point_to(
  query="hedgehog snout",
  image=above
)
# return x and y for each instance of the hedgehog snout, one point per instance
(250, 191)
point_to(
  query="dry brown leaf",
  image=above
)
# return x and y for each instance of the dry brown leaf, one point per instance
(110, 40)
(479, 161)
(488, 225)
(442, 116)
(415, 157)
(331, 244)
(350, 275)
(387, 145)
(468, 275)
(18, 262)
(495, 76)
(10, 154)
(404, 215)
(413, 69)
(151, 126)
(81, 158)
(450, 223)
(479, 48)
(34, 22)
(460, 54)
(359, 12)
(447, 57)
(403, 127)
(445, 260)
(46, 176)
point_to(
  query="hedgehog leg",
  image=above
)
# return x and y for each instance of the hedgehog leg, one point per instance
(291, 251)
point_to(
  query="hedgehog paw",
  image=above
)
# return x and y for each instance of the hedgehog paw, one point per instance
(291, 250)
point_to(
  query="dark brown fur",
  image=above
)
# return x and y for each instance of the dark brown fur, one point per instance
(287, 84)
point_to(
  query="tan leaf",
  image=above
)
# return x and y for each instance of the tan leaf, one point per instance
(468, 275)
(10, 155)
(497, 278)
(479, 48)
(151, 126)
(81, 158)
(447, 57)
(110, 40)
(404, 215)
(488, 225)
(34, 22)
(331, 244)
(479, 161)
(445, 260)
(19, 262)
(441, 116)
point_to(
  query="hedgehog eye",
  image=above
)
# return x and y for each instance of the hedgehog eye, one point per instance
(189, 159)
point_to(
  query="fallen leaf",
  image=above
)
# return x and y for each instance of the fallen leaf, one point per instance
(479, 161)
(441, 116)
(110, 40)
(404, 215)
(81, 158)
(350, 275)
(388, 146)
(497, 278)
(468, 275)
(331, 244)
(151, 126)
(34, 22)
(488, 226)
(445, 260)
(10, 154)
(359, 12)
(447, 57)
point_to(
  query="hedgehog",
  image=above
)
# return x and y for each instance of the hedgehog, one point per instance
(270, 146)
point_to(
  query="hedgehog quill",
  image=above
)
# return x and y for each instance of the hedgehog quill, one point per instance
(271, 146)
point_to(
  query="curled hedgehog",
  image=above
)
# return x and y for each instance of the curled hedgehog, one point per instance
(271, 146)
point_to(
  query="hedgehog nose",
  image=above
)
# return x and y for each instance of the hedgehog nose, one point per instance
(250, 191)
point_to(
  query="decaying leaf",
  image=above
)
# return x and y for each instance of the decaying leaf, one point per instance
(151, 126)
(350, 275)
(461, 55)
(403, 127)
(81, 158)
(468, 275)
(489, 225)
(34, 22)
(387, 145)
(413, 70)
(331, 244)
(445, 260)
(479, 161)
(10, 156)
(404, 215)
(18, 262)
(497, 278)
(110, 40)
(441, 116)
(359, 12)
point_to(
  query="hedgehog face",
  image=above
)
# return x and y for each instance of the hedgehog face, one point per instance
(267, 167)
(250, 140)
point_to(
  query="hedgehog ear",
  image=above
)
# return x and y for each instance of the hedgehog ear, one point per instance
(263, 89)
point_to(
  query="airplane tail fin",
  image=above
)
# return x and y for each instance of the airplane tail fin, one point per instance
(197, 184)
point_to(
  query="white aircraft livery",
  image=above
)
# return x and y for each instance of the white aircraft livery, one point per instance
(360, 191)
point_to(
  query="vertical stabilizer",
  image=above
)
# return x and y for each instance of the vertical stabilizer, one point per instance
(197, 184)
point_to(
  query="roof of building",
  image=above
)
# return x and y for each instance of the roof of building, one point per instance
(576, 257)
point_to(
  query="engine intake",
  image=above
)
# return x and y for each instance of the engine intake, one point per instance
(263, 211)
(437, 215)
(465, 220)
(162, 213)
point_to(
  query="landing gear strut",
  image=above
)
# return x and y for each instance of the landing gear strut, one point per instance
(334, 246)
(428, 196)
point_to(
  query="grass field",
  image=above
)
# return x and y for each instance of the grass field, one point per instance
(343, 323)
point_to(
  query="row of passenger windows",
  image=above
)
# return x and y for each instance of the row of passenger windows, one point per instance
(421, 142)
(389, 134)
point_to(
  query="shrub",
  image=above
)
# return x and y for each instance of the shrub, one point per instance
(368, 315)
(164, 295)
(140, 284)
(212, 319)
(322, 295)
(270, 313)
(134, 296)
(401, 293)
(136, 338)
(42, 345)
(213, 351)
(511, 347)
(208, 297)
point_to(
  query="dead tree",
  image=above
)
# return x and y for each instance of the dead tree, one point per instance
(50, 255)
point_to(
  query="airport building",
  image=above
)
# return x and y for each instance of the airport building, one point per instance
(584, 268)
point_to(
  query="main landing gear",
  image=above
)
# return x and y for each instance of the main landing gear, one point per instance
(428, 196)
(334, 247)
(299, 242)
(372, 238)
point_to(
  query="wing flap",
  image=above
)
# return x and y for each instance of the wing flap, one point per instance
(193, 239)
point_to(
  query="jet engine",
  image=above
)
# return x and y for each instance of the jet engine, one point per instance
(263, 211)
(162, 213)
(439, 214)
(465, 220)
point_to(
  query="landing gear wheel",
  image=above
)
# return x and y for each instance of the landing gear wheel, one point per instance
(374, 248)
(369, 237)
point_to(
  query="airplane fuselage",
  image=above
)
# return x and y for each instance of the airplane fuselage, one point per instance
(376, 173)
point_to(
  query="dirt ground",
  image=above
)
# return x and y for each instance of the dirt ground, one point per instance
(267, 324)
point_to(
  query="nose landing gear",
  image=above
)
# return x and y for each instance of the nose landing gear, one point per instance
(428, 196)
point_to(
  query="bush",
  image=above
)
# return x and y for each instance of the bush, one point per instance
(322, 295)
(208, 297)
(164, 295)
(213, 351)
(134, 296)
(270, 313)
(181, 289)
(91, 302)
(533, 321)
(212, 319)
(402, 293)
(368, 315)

- **EXERCISE AIM**
Pull out every line of the entries above that holds the string "snout".

- **REPLY TO THE TASK**
  query="hedgehog snout",
# return x and y for each instance of the hedgehog snout, one point per instance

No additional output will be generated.